### [Текст для чтения]
Отвлекая от реального бытия (от бытия пространственно-временного) его идеальную сторону, познающий субъект может достигнуть знания, сполна нечувственного, может предаться чистой интеллектуальной интуиции. Предметом ее служит несамостоятельное идеальное бытие — отвлеченные идеи, например математические. В сверхпространственном и сверхвременном царстве идеального бытия, рядом с отвлеченно идеальными началами, есть еще более возвышенная область — конкретно-идеальное бытие. Этим термином я обозначаю субстанции с их индивидуальною сверхвременною сущностью (то, что, например, в человеке Кант называет умопостигаемым я). Индивидуум, как конкретно-идеальное бытие, не подчинен той ограниченной определенности, которая выражена в законах тожества, противоречия и исключенного третьего; в этом смысле индивидуум, как и Абсолютное, принадлежит к сфере металогического. Созерцание этих металогических начал есть мистическая интуиция (или конкретная спекуляция, конкретное умозрение, по терминологии Гегеля).

Для краткости будем обозначать иногда все виды нечувственной интуиции словом умозрение. Таким образом, этот термин будет означать, во-первых, чистую интеллектуальную интуицию, во-вторых, те случаи интеллектуальной интуиции, когда к ней присоединяется чувственное восприятие, но лишь как подчиненный момент, и, в-третьих, мистическую интуицию.

Философия, будучи наукою о мире как целом и о всяком предмете, поскольку он исследуется в отношении к мировому целому, шагу не может ступить без умозрения, потому что всякая связность и целость есть предмет нечувственного созерцания.

Ввиду глубокого различия между отвлеченным и конкретным умозрением, т. е. между интеллектуальною и мистическою интуициею, рассмотрим эти два пути познания отдельно друг от друга.

Отвлеченное умозрение применяется не только в философии, но и во всех специальных науках. Некоторые из них, например математика, механика, теоретическая физика, сполна основываются на этом виде умозрения. Чем большая чистота умозрения требуется для разработки какой-либо науки, тем более своеобразного таланта требует она от своих жрецов и тем труднее дается понимание ее широким кругам общества. Такова, например, высшая математика. Достоверность и точность знаний, сообщаемых ею, достигает крайнего доступного человеку предела. Кто обладает талантом отвлеченного созерцания математических объектов, тот свободно шествует в этом царстве идей и совершает великие открытия в нем, как бы играя и наслаждаясь своею игрою. А неспособные к такому умственному видению потеют, пытаясь усвоить уже прочно разработанные отделы этой науки и нередко принуждены бывают после бесплодных усилий покинуть занятия ею, не войдя даже в преддверие ее. Объясняется это тем, что человек есть прежде всего практический деятель, даже и на современной ступени культуры занятый преимущественно борьбою за физическое существование; и поэтому эволюция всех наших предков и собственные наши интересы выработали в нас способность сосредоточивать внимание преимущественно на чувственно данной среде, на реальном пространственно-временном бытии и опознавать его.

### [Задание 1]
Перепишите участок текста об умозрении от слов "Для краткости будем" до слов "друг от друга.", заменив "Философия" на "Метафизика".
### [Задание 2]
Назовите все науки, которые в тексте об умозрении указаны как сполна основанные на отвлеченном умозрении.
### [Задание 3]
Продолжите текст об умозрении, начав сразу после его последнего предложения.
Записи, идущие далее, к делу не относятся.

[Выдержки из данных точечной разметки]
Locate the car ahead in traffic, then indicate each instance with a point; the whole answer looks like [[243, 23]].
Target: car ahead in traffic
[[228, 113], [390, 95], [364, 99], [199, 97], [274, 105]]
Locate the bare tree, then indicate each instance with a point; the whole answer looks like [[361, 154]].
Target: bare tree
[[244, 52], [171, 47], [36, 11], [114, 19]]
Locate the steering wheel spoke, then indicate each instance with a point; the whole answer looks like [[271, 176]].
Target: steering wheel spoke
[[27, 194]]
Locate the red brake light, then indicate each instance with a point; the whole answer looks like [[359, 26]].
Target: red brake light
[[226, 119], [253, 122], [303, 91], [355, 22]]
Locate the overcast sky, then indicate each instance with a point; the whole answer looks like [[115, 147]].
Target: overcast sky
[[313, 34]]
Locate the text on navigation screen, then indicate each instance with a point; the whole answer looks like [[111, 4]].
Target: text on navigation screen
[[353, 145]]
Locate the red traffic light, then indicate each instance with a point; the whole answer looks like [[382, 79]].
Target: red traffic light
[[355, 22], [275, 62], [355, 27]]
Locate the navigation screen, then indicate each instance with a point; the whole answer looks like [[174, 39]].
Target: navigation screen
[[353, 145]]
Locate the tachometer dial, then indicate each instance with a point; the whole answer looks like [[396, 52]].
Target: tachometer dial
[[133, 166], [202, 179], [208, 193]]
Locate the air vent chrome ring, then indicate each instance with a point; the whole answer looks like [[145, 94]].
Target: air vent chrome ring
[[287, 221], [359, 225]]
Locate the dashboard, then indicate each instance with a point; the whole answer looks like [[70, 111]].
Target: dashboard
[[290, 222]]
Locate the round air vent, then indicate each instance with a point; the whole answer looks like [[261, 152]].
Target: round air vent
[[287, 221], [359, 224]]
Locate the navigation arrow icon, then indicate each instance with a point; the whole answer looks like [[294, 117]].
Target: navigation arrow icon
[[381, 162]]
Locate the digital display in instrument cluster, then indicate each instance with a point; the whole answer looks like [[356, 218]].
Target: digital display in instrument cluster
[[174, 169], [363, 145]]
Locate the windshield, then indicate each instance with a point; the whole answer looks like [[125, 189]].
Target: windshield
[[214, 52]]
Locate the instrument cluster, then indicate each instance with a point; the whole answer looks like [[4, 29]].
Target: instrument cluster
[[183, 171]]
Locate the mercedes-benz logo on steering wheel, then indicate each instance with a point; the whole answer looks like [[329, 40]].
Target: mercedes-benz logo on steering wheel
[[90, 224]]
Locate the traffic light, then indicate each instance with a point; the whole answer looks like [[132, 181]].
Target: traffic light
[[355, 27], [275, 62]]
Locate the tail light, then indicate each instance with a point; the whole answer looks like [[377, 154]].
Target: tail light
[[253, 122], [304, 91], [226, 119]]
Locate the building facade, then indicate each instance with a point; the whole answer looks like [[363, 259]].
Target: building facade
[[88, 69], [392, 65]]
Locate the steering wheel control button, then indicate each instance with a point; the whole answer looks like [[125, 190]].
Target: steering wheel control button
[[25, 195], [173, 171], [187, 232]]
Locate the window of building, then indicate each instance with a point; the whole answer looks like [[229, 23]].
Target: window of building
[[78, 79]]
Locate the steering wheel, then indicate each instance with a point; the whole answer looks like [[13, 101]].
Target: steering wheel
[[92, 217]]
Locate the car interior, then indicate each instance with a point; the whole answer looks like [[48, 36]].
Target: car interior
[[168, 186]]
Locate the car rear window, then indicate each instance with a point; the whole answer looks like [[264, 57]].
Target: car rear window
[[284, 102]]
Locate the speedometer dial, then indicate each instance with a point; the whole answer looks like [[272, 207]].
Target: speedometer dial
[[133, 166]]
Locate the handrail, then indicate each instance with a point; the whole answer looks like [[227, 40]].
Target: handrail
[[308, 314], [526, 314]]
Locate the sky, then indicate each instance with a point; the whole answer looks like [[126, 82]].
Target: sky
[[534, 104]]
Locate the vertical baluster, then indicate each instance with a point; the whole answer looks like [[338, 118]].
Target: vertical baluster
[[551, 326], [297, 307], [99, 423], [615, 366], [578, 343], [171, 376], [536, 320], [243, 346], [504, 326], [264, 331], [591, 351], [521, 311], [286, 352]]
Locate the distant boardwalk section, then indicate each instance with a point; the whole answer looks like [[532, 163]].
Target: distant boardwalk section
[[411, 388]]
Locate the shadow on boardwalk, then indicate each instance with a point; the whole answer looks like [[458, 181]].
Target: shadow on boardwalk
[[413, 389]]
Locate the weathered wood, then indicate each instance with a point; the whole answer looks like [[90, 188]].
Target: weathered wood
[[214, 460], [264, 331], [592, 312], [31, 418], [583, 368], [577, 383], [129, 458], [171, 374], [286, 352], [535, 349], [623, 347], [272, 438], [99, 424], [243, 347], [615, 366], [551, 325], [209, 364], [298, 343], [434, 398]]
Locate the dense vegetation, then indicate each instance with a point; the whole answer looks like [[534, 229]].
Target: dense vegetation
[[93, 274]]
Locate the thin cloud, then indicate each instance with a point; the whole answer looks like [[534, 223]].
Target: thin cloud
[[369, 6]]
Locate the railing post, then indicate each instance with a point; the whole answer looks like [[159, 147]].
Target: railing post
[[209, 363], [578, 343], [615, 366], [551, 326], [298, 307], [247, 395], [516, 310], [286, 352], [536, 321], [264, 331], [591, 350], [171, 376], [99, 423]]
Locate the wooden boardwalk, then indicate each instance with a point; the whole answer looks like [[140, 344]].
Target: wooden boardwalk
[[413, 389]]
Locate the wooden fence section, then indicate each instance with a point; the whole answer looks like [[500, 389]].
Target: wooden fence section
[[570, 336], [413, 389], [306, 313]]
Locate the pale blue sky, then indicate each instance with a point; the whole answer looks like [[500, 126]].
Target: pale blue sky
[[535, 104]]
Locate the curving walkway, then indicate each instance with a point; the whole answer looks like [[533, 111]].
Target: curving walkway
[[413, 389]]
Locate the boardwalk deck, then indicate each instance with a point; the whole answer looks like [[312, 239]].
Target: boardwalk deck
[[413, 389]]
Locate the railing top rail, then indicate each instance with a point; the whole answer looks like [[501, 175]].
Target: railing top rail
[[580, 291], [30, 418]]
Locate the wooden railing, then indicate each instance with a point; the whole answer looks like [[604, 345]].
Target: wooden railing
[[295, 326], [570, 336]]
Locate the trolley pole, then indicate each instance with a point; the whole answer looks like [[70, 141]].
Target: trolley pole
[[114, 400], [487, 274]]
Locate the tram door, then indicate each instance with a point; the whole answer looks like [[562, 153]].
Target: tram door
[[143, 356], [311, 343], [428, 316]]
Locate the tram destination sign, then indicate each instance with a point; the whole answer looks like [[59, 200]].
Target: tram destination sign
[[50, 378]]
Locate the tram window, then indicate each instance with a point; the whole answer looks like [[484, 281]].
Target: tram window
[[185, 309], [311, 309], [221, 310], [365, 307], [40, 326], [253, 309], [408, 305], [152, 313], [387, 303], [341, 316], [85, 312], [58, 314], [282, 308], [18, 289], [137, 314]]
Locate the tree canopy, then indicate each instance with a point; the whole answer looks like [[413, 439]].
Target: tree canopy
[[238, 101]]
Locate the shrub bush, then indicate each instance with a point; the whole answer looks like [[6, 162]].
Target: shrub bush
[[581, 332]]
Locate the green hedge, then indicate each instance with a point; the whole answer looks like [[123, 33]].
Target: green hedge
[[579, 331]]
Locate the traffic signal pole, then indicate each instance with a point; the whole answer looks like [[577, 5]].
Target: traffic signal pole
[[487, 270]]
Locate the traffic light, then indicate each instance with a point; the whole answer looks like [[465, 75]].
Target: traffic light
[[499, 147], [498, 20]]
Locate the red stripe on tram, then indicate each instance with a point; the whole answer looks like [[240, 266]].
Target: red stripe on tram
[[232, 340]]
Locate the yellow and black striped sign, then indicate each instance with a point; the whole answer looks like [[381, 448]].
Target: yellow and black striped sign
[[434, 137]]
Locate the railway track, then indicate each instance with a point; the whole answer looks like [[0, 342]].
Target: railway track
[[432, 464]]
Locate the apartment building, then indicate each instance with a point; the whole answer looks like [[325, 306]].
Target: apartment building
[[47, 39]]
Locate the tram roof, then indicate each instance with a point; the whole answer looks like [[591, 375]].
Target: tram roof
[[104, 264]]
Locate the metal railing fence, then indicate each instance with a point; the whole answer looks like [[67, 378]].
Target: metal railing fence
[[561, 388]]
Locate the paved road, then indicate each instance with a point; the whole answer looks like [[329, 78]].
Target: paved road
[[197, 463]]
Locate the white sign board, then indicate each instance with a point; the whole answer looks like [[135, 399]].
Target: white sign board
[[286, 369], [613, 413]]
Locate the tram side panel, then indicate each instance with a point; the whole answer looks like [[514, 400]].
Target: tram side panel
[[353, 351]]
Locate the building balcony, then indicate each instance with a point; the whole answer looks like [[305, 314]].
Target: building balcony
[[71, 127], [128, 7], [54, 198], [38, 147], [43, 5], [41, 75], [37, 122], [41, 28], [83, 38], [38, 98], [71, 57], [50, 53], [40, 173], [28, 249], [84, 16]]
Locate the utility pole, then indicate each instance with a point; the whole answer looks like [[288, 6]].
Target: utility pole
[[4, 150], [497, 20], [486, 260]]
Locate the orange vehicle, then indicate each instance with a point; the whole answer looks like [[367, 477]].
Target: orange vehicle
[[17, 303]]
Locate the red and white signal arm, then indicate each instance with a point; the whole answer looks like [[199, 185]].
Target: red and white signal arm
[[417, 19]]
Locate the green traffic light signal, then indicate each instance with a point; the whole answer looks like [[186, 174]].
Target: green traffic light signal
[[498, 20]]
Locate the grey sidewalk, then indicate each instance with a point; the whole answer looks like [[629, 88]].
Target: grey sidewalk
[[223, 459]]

### [Результат 1]
Для краткости будем обозначать иногда все виды нечувственной интуиции словом умозрение. Таким образом, этот термин будет означать, во-первых, чистую интеллектуальную интуицию, во-вторых, те случаи интеллектуальной интуиции, когда к ней присоединяется чувственное восприятие, но лишь как подчиненный момент, и, в-третьих, мистическую интуицию.

Метафизика, будучи наукою о мире как целом и о всяком предмете, поскольку он исследуется в отношении к мировому целому, шагу не может ступить без умозрения, потому что всякая связность и целость есть предмет нечувственного созерцания.

Ввиду глубокого различия между отвлеченным и конкретным умозрением, т. е. между интеллектуальною и мистическою интуициею, рассмотрим эти два пути познания отдельно друг от друга.

### [Результат 2]
Математика, механика, теоретическая физика.

### [Результат 3]
Однако выше было уже указано, что всякая чувственная интуиция должна сопутствоваться нечувственною, например, во всякое суждение входит опознание какого-либо отношения между вещами, всякое почти наблюдение требует различения множественности, доступной счислению, и т. п. Таким образом, опознание некоторых идеальных моментов стоит на довольно высокой ступени, благодаря чему и возможно развитие специальных наук. Но то, что нужно для философии, именно опознание органической целости бытия, объемлющей сверхпространственно и сверхвременно реальную множественность, стоит далеко от низших потребностей человека и технических деятельностей, служащих удовлетворению их. Изучение этих сторон мира есть специальная задача философии, обусловливающая все своеобразие и всю трудность этой науки. Следовательно, отличие философии от других наук обусловлено не методом ее, а предметом: согласно интуитивизму, метод подчиняется предмету, а не предмет создается методом.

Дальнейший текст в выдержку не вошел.